##### TEXTAUSZUG #####

Oberhöchstadt (pf) – Ob der Boogie-Woogie mit seinem mitreißenden Rhythmus tatsächlich in den 20er Jahren des vergangenen Jahrhunderts, inspiriert von den stampfenden Geräuschen der Dampflokomotiven der Southern Pacific Railroad, in den USA entstanden ist, mag dahin gestellt bleiben. Als Samstagabend im Festsaal des Altkönig-Stifts die beiden Boogie-Woogie-Pianisten Axel Zwingenberger aus Hamburg und Martin Schmitt aus München an den zwei Flügeln auf der festlich dekorierten Bühne Platz nahmen und in die Tasten griffen, ging jedenfalls der Zug (oder die Post) ab, und das in atemberaubendem Tempo. Kaum einer im Publikum, der bei diesen Klängen still sitzen bleiben konnte, der nicht mit Füßen, Händen oder dem ganzen Körper im Takt mitging und diese temperamentvolle Musik in Bewegungen umsetzte.

Ursprünglich war das Konzert im vergangenen Dezember als einer der Höhepunkte im mehrtägigen Programm zum 50-jährigen Bestehen des Altkönig-Stifts eingeplant gewesen. Doch die Coronapandemie machte einen Strich durch die Rechnung. Umso mehr freute sich Stifts-Direktorin Thekla Thiede-Werner jetzt, die beiden Künstler endlich doch noch in Kronberg begrüßen zu dürfen – zum Jubiläumskonzert „50 + 1“.

##### VORLIEGENDE EINTRÄGE #####

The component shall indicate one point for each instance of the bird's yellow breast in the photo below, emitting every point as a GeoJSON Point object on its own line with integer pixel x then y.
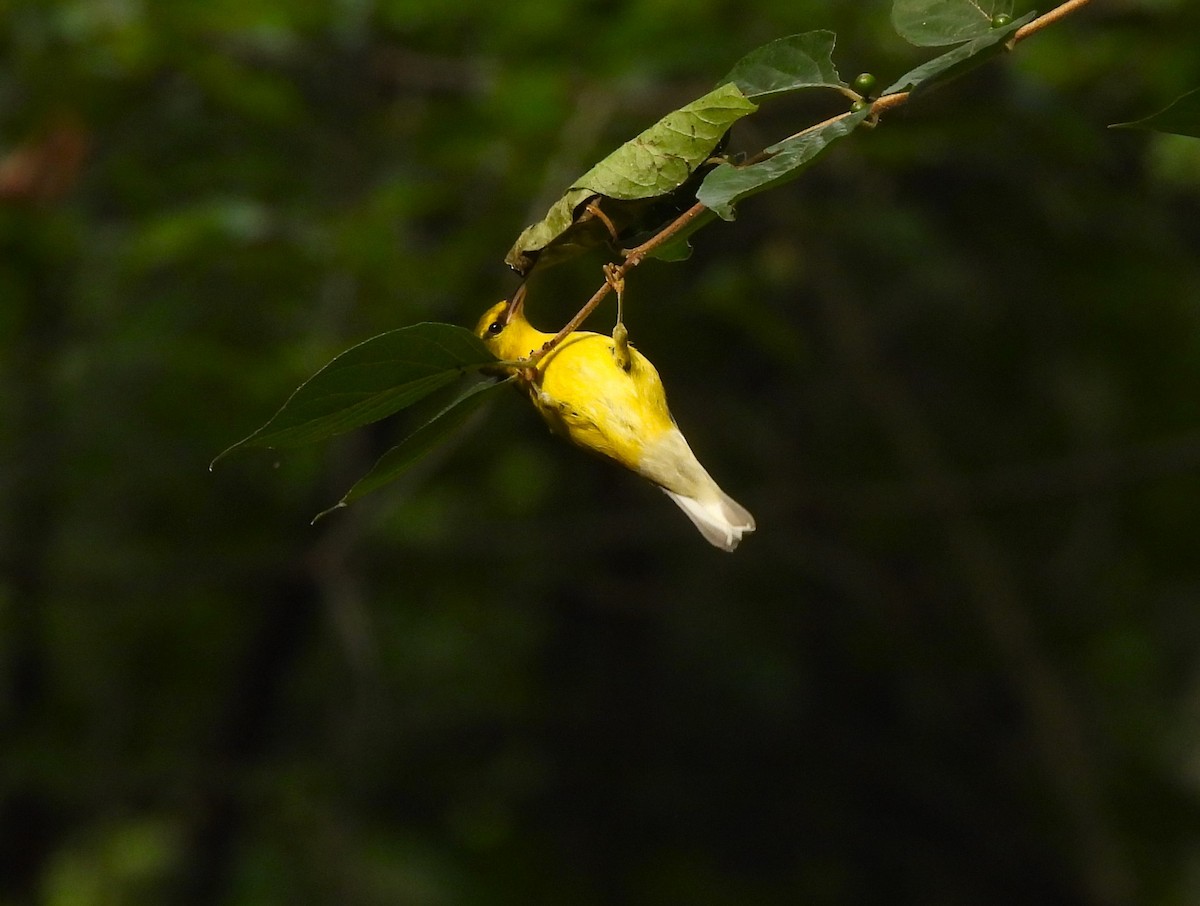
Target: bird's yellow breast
{"type": "Point", "coordinates": [583, 394]}
{"type": "Point", "coordinates": [581, 389]}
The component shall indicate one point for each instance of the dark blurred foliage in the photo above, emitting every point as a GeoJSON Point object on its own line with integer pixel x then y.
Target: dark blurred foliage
{"type": "Point", "coordinates": [952, 371]}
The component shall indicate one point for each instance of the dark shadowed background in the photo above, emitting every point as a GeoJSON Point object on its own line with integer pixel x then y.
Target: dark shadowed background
{"type": "Point", "coordinates": [953, 371]}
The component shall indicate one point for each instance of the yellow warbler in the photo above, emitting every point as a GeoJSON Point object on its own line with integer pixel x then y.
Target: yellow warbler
{"type": "Point", "coordinates": [609, 399]}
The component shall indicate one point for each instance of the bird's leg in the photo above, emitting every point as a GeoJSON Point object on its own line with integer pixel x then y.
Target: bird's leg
{"type": "Point", "coordinates": [619, 335]}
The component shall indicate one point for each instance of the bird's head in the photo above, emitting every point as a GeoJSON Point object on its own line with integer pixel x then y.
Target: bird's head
{"type": "Point", "coordinates": [505, 331]}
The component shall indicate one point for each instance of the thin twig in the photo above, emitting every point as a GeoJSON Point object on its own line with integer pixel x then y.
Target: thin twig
{"type": "Point", "coordinates": [1048, 19]}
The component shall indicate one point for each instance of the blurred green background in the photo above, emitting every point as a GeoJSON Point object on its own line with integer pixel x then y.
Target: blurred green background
{"type": "Point", "coordinates": [952, 371]}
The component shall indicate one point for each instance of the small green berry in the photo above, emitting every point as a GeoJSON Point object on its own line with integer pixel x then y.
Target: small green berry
{"type": "Point", "coordinates": [864, 83]}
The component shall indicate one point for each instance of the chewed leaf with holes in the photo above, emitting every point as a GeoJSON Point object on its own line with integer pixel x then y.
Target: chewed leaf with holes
{"type": "Point", "coordinates": [954, 63]}
{"type": "Point", "coordinates": [727, 185]}
{"type": "Point", "coordinates": [930, 23]}
{"type": "Point", "coordinates": [792, 63]}
{"type": "Point", "coordinates": [627, 184]}
{"type": "Point", "coordinates": [370, 382]}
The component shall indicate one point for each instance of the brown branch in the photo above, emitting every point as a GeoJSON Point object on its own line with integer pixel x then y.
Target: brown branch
{"type": "Point", "coordinates": [635, 256]}
{"type": "Point", "coordinates": [1048, 19]}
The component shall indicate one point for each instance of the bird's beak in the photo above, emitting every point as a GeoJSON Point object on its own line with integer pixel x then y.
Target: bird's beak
{"type": "Point", "coordinates": [515, 306]}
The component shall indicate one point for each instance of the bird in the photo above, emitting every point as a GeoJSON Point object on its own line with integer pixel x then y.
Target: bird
{"type": "Point", "coordinates": [605, 396]}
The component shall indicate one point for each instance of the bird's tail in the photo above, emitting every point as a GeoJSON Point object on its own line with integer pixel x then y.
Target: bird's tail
{"type": "Point", "coordinates": [720, 519]}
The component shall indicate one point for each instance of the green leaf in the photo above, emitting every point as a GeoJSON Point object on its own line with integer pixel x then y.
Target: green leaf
{"type": "Point", "coordinates": [727, 185]}
{"type": "Point", "coordinates": [371, 381]}
{"type": "Point", "coordinates": [652, 166]}
{"type": "Point", "coordinates": [930, 23]}
{"type": "Point", "coordinates": [420, 443]}
{"type": "Point", "coordinates": [954, 63]}
{"type": "Point", "coordinates": [789, 64]}
{"type": "Point", "coordinates": [1180, 118]}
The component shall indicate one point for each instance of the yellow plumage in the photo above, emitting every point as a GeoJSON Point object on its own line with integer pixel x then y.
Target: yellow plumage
{"type": "Point", "coordinates": [585, 393]}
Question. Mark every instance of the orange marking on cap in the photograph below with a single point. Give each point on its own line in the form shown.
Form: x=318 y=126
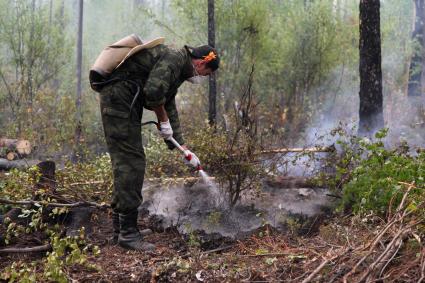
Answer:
x=211 y=56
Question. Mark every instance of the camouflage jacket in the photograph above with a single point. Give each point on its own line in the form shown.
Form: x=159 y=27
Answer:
x=159 y=71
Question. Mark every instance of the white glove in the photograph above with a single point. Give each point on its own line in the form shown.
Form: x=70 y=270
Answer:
x=191 y=158
x=165 y=130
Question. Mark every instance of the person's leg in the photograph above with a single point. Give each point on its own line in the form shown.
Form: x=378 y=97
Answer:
x=124 y=141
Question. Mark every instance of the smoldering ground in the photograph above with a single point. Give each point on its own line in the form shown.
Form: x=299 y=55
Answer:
x=203 y=208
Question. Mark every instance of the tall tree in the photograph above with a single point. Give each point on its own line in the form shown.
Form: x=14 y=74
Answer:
x=78 y=115
x=371 y=100
x=416 y=64
x=212 y=110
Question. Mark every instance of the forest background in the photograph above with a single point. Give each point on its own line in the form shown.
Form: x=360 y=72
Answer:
x=304 y=54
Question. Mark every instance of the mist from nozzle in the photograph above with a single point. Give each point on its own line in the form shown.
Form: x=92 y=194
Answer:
x=208 y=180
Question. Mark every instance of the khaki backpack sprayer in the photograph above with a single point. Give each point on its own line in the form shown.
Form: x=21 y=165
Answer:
x=114 y=56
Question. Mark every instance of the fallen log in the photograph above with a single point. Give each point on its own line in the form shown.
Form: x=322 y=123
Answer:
x=22 y=147
x=18 y=164
x=298 y=149
x=43 y=248
x=11 y=156
x=291 y=182
x=55 y=204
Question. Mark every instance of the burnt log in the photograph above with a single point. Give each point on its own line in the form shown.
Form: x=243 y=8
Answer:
x=17 y=164
x=291 y=182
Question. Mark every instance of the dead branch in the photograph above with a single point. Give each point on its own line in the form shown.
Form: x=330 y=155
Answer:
x=86 y=183
x=43 y=248
x=53 y=204
x=18 y=164
x=219 y=249
x=322 y=265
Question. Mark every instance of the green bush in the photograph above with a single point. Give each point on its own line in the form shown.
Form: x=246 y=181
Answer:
x=379 y=179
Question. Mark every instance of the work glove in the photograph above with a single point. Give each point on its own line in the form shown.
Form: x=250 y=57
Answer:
x=165 y=130
x=191 y=159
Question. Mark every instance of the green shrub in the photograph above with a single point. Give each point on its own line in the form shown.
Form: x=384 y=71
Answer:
x=378 y=180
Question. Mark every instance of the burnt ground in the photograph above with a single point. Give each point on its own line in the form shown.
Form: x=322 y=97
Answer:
x=266 y=255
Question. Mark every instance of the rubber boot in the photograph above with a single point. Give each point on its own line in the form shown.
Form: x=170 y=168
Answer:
x=116 y=228
x=130 y=237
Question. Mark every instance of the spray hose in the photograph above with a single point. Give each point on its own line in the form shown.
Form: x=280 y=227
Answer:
x=187 y=156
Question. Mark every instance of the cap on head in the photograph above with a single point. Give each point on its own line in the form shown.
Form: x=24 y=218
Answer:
x=206 y=53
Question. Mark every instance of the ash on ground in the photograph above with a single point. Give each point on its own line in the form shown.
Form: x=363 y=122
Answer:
x=201 y=208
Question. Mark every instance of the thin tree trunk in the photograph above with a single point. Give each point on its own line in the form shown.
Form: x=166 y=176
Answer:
x=79 y=67
x=212 y=110
x=371 y=99
x=416 y=65
x=30 y=65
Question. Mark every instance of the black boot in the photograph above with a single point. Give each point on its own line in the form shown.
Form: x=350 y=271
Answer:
x=116 y=228
x=130 y=237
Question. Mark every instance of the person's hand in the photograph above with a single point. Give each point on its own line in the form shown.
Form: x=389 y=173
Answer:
x=191 y=159
x=165 y=130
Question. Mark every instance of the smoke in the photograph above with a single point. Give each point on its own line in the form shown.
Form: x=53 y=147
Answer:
x=200 y=207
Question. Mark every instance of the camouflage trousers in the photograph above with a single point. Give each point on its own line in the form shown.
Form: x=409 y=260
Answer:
x=124 y=141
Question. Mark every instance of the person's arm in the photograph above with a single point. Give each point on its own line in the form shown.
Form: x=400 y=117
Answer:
x=173 y=115
x=162 y=75
x=161 y=114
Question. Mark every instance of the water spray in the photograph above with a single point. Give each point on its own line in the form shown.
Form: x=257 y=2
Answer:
x=187 y=155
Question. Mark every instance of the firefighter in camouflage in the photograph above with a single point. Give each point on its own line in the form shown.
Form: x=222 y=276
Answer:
x=155 y=73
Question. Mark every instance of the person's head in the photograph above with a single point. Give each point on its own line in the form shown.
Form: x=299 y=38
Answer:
x=205 y=59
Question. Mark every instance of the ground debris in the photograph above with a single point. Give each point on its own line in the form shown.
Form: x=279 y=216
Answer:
x=349 y=249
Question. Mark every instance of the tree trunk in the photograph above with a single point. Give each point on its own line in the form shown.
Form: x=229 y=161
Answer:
x=371 y=99
x=18 y=164
x=22 y=147
x=416 y=64
x=78 y=127
x=212 y=110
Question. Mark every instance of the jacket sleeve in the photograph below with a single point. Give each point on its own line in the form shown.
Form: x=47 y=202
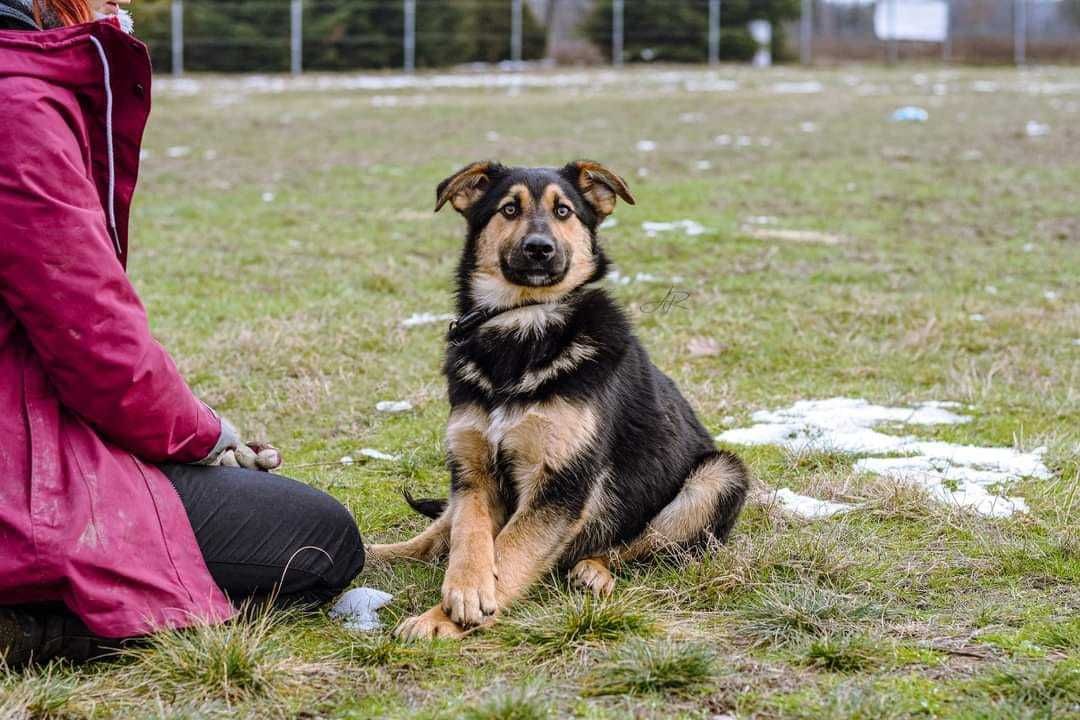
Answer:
x=61 y=277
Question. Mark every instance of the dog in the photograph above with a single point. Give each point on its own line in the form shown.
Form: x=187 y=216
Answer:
x=567 y=447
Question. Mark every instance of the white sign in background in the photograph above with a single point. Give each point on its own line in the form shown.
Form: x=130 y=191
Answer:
x=926 y=21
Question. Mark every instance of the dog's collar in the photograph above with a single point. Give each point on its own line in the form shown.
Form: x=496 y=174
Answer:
x=466 y=325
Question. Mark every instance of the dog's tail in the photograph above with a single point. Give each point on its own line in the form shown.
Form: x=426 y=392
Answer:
x=428 y=506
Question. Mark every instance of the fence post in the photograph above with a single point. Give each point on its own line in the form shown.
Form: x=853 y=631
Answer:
x=177 y=37
x=515 y=31
x=617 y=32
x=947 y=44
x=806 y=32
x=1020 y=31
x=296 y=37
x=893 y=42
x=409 y=38
x=714 y=31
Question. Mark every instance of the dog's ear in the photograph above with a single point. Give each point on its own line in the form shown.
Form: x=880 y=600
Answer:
x=597 y=185
x=467 y=186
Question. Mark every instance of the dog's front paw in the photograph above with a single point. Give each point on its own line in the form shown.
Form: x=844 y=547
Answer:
x=593 y=574
x=469 y=596
x=429 y=625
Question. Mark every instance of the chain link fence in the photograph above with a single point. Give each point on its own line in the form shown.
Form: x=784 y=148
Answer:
x=281 y=36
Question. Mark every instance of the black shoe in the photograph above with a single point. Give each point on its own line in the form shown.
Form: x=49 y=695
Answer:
x=29 y=636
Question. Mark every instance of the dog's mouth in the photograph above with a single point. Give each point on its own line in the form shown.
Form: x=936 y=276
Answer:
x=529 y=274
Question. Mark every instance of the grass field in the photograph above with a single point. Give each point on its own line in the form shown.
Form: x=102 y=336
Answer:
x=282 y=233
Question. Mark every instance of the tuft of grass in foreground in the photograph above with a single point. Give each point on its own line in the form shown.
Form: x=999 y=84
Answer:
x=844 y=653
x=45 y=694
x=786 y=614
x=515 y=704
x=555 y=627
x=240 y=662
x=640 y=668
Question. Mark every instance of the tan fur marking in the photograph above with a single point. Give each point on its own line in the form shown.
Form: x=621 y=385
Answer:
x=527 y=547
x=468 y=445
x=464 y=188
x=599 y=187
x=543 y=438
x=431 y=624
x=593 y=574
x=469 y=585
x=489 y=288
x=500 y=232
x=690 y=514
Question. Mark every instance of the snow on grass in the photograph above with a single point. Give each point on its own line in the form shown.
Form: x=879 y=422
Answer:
x=417 y=320
x=358 y=609
x=393 y=406
x=957 y=474
x=806 y=506
x=691 y=228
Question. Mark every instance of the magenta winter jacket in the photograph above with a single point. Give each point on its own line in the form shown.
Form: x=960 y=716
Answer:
x=89 y=399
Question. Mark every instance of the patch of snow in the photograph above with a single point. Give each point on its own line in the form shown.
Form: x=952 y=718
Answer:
x=689 y=227
x=378 y=454
x=393 y=406
x=358 y=609
x=426 y=318
x=958 y=474
x=1034 y=128
x=793 y=235
x=909 y=113
x=810 y=87
x=808 y=507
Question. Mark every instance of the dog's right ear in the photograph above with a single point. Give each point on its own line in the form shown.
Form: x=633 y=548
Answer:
x=467 y=186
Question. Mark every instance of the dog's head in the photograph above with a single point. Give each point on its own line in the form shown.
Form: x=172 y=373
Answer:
x=531 y=230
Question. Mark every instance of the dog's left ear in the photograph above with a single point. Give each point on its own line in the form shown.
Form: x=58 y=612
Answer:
x=597 y=185
x=467 y=186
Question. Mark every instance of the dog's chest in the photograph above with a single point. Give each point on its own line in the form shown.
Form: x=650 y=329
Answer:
x=526 y=440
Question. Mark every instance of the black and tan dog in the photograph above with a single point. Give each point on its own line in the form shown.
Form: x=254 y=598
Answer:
x=567 y=446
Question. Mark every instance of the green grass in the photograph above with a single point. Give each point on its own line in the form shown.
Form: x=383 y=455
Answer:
x=285 y=316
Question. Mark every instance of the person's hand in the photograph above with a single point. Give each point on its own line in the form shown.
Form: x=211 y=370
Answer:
x=252 y=456
x=231 y=451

#####

-- AUFGABE A --
Schreibe aus dem Konzertbericht den Abschnitt von „Oberhöchstadt (pf) –“ bis „in Bewegungen umsetzte.“ wortgetreu ab.
-- AUFGABE B --
Nenne alle Personen, die im Konzertbericht mit vollem Namen erwähnt werden.
-- AUFGABE C --
Führe den Konzertbericht im Anschluss an seinen letzten Satz weiter.
Die Einträge werden zur Bearbeitung nicht gebraucht.

-- DEINE ANTWORT A --
Oberhöchstadt (pf) – Ob der Boogie-Woogie mit seinem mitreißenden Rhythmus tatsächlich in den 20er Jahren des vergangenen Jahrhunderts, inspiriert von den stampfenden Geräuschen der Dampflokomotiven der Southern Pacific Railroad, in den USA entstanden ist, mag dahin gestellt bleiben. Als Samstagabend im Festsaal des Altkönig-Stifts die beiden Boogie-Woogie-Pianisten Axel Zwingenberger aus Hamburg und Martin Schmitt aus München an den zwei Flügeln auf der festlich dekorierten Bühne Platz nahmen und in die Tasten griffen, ging jedenfalls der Zug (oder die Post) ab, und das in atemberaubendem Tempo. Kaum einer im Publikum, der bei diesen Klängen still sitzen bleiben konnte, der nicht mit Füßen, Händen oder dem ganzen Körper im Takt mitging und diese temperamentvolle Musik in Bewegungen umsetzte.

-- DEINE ANTWORT B --
Axel Zwingenberger, Martin Schmitt, Thekla Thiede-Werner

-- DEINE ANTWORT C --
Axel Zwingenberger, 1955 in Hamburg geboren, einer der ganz Großen dieser Musikrichtung und 2007 in den USA in die „Boogie-Woogie Hall Of Fame“ aufgenommen, hat in dem 1968 in München geborenen Martin Schmitt einen kongenialen Partner gefunden. „Ein Völkerverständigungsprojekt zwischen Hamburg und München“, nannte es der Norddeutsche, in dem es niemals Probleme gab. „Klavier-Kabarett“ nennt der Süddeutsche seine Kunst, für die er 2017 den Comedypreis Böblinger Mechthild erhielt und als Deutscher Kabarettmeister 2018/19 ausgezeichnet wurde. Beide haben bereits mit legendären Jazz-Musikern wie Lionel Hampton, Champion Jack Dupree, Joe Cocker, Chuck Berry und Tom Jones musiziert. Als seine musikalische Heimat bezeichnet Martin Schmitt den Blues und als „fast Blues“, schneller Blues, ist der Boogie-Woogie in seinen Anfangsjahren bezeichnet worden. Aber ob schnell oder etwas langsamer, ob von beiden gemeinsam oder allein vorgetragen – umwerfend gut und begeisternd war die Musik der beiden Jazz-Pianisten auf jeden Fall. Axel Zwingenberger, mit schwarzem Anzug und seinem Markenzeichen, den leuchtend roten Lackschuhen, die während seines Spiels ständig in Bewegung sind und auf dem Parkett den Takt mitklopfen, erfreute sein Publikum mit klassischem Blues und Boogie-Woogie von berühmten afroamerikanischen Jazzpianisten wie Albert Ammons und Meade Lux Lewis, beide aus Chicago, oder Pete Johnson aus Kansas City, aber auch mit schwungvoll-bluesigen Eigenkompositionen.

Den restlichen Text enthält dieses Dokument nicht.